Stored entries
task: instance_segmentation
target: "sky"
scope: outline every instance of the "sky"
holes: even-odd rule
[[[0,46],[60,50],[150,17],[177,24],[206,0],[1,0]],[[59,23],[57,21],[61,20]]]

- **EXERCISE PROMPT**: Edit the entries above by replacing "sky" with "horizon" everywhere it appears, and leave everything else unchanged.

- **REPLY TO THE EXERCISE**:
task: instance_segmentation
target: "horizon"
scope: outline every instance of the "horizon"
holes: even-odd rule
[[[0,46],[60,50],[150,17],[177,24],[206,0],[1,0]],[[59,23],[57,21],[61,20]]]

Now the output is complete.